3 The MIGEC algorithm

The global procedure of the MIGEC algorithm is schematized in Fig. 1. And each of the key components is detailed in the following subsections.

Fig. 1
figure 1

The flowchart of the MIGEC algorithm

Our method pursues to make full use of the uncorrupt information at instance level. For this reason, the items from the raw data set are divided into two disjoint subsets, namely the complete dataset and the incomplete dataset. It is expected to minimize the negative impact due to the information loss of missing values by the way of separation. On one hand, the objects of the complete set constitute a number of clusters via FCM. On the other hand, the items in the incomplete set are reordered according to the missing severity from high to low. That is, the specific record with the least missing parametric values is firstly allocated to the closest group quantified by the GST-based distance metric. Next, each missing attributive value of the record is estimated by the proposed multiple imputation (including the initial and successive stages). Then the imputed item is included into the complete set along with excluding the original copy from the incomplete set. And the next element in the rearranged incomplete data set repeats the similar solution until no more elements exist in that set. The strategy ensures that all the missing-valued instances could be processed through utilizing the known information as much as possible in the most similar region.

* _YOUR TASK_
In the MIGEC algorithm description, what two disjoint subsets are the items from the raw data set divided into?

* _ITEMS_

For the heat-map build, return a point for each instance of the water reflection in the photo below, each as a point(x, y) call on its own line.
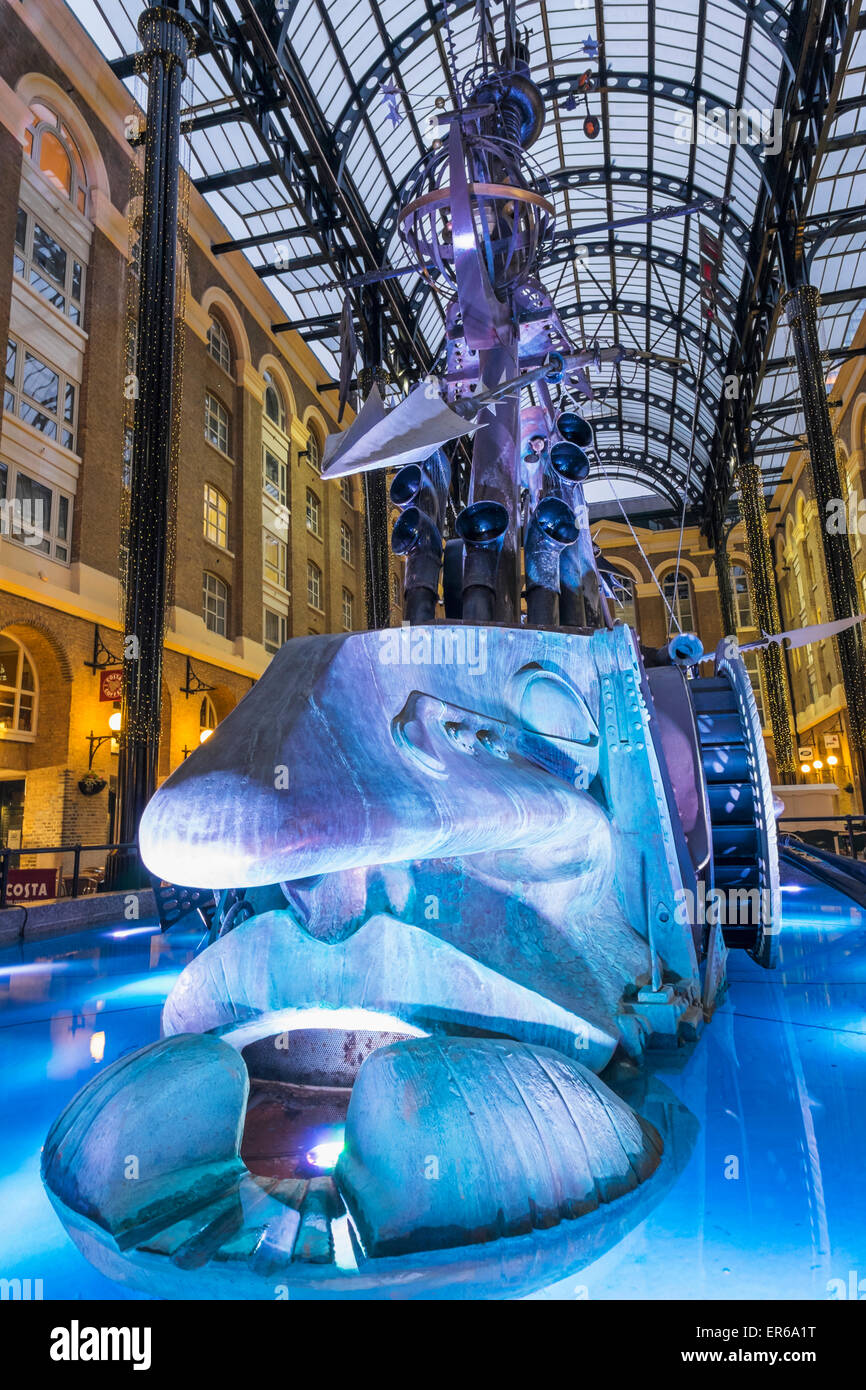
point(765, 1205)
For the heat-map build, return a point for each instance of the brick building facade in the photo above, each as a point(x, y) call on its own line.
point(264, 548)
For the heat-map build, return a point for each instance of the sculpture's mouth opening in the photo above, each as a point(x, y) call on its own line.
point(300, 1086)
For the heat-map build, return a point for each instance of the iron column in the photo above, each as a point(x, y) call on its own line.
point(166, 42)
point(801, 309)
point(758, 542)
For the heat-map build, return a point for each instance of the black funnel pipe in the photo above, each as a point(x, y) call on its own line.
point(569, 460)
point(417, 537)
point(576, 430)
point(481, 527)
point(551, 530)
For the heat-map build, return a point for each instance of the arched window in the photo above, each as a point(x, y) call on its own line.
point(680, 601)
point(313, 513)
point(274, 406)
point(17, 690)
point(218, 344)
point(54, 152)
point(216, 423)
point(313, 585)
point(207, 719)
point(624, 597)
point(742, 599)
point(214, 603)
point(314, 451)
point(216, 516)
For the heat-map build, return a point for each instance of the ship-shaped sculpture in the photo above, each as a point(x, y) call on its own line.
point(455, 865)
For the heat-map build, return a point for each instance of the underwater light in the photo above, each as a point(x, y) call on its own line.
point(324, 1155)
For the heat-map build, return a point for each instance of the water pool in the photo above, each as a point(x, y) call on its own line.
point(768, 1205)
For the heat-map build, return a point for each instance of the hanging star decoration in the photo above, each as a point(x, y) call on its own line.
point(391, 99)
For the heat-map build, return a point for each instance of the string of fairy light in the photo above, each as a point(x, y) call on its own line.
point(148, 723)
point(749, 480)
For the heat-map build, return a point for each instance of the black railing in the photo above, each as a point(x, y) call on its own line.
point(92, 884)
point(845, 838)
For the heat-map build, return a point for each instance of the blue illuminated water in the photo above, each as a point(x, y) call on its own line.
point(769, 1205)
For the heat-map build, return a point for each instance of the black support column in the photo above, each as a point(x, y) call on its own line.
point(801, 309)
point(166, 42)
point(376, 489)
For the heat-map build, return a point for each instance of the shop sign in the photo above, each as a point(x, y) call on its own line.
point(31, 886)
point(111, 683)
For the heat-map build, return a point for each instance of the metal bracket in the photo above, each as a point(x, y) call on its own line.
point(199, 684)
point(102, 651)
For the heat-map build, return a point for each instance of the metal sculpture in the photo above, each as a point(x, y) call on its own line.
point(455, 865)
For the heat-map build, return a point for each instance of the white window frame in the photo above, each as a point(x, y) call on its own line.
point(220, 344)
point(14, 395)
point(313, 513)
point(314, 587)
point(17, 521)
point(211, 598)
point(213, 423)
point(270, 384)
point(676, 599)
point(268, 487)
point(27, 267)
point(216, 516)
point(268, 569)
point(15, 734)
point(282, 623)
point(348, 609)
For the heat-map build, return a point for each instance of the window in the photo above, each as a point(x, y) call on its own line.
point(39, 394)
point(49, 267)
point(313, 585)
point(214, 603)
point(35, 514)
point(17, 690)
point(274, 407)
point(742, 599)
point(274, 477)
point(218, 344)
point(53, 150)
point(313, 513)
point(314, 451)
point(216, 516)
point(348, 610)
point(274, 553)
point(216, 423)
point(681, 602)
point(274, 630)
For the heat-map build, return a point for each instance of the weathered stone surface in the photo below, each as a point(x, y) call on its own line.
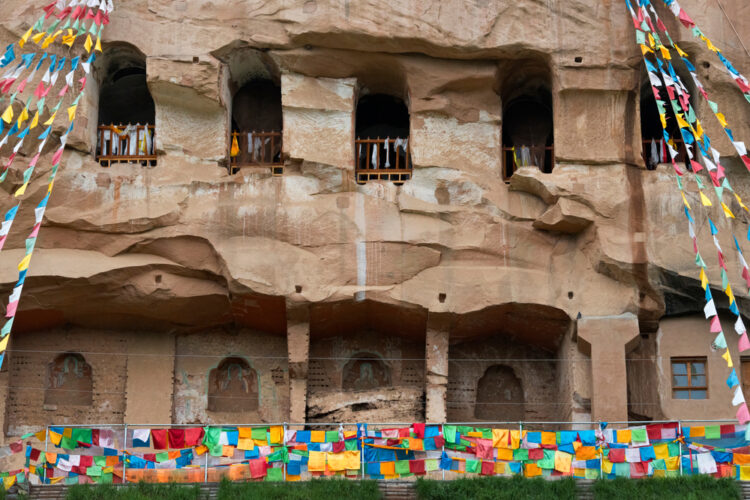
point(223, 263)
point(565, 216)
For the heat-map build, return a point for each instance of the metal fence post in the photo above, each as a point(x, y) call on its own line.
point(442, 450)
point(601, 453)
point(205, 471)
point(679, 442)
point(283, 443)
point(124, 454)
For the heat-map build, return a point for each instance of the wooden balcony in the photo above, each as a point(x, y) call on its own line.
point(510, 165)
point(126, 144)
point(257, 149)
point(376, 160)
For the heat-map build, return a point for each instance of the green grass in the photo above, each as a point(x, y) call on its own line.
point(680, 488)
point(317, 489)
point(497, 488)
point(142, 491)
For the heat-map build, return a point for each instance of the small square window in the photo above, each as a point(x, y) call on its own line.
point(689, 378)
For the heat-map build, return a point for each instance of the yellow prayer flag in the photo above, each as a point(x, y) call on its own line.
point(739, 200)
point(316, 461)
point(8, 114)
point(685, 200)
point(9, 481)
point(38, 37)
point(728, 358)
point(69, 39)
point(727, 213)
point(24, 264)
point(563, 461)
point(23, 116)
point(25, 37)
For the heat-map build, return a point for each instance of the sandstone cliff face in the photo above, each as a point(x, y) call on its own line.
point(185, 247)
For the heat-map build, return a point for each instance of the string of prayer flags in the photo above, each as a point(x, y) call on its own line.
point(689, 132)
point(735, 75)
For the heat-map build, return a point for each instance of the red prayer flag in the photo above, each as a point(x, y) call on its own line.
point(536, 454)
point(193, 437)
point(176, 438)
point(159, 439)
point(258, 468)
point(616, 455)
point(488, 468)
point(416, 466)
point(419, 430)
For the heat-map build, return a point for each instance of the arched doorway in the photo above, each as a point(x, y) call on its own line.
point(382, 139)
point(500, 396)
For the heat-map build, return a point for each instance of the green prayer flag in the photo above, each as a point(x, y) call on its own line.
point(548, 462)
point(638, 435)
point(402, 467)
point(713, 431)
point(68, 443)
point(259, 433)
point(473, 466)
point(449, 433)
point(211, 436)
point(592, 473)
point(622, 469)
point(275, 474)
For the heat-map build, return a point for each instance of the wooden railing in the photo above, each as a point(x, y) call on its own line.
point(510, 166)
point(125, 144)
point(376, 160)
point(257, 149)
point(664, 157)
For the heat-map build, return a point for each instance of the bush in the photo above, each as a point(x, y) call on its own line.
point(682, 488)
point(513, 488)
point(142, 491)
point(317, 489)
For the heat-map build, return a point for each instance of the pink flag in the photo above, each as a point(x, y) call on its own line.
point(12, 306)
point(715, 325)
point(685, 19)
point(743, 416)
point(744, 343)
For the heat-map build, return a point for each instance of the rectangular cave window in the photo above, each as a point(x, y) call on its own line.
point(689, 378)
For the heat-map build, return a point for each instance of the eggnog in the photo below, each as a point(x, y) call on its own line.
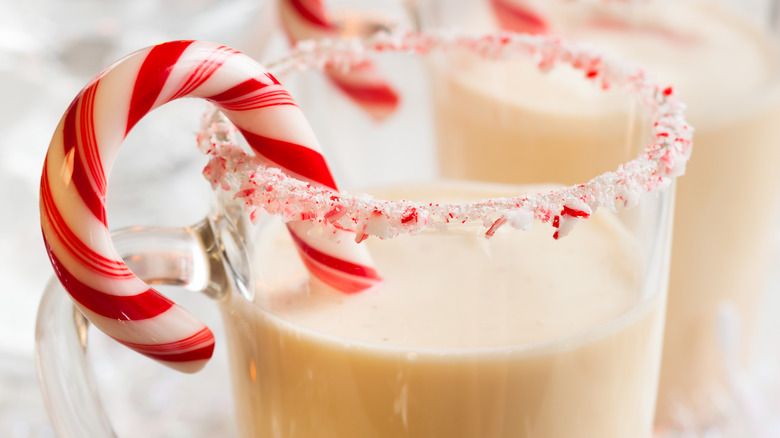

* _RESULT BELOW_
The complete dataset and the incomplete dataset.